_To do_.
Which lines in the entries below contain the word "elephant"? Pick out each of them and copy it.

(Excerpt from a dataset)
────

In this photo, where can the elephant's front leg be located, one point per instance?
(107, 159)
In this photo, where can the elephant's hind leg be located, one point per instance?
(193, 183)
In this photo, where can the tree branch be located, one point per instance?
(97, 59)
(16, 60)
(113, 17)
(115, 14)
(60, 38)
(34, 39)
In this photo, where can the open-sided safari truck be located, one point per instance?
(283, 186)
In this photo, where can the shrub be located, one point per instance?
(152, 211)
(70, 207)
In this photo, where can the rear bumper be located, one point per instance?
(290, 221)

────

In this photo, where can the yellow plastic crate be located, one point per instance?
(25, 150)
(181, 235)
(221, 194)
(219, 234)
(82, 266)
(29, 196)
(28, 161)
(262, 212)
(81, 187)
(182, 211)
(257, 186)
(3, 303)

────

_Final answer_.
In this photo, where can the elephant's front leg be located, one point per instance?
In this photo, where can the elephant's hind leg be located, one point per instance?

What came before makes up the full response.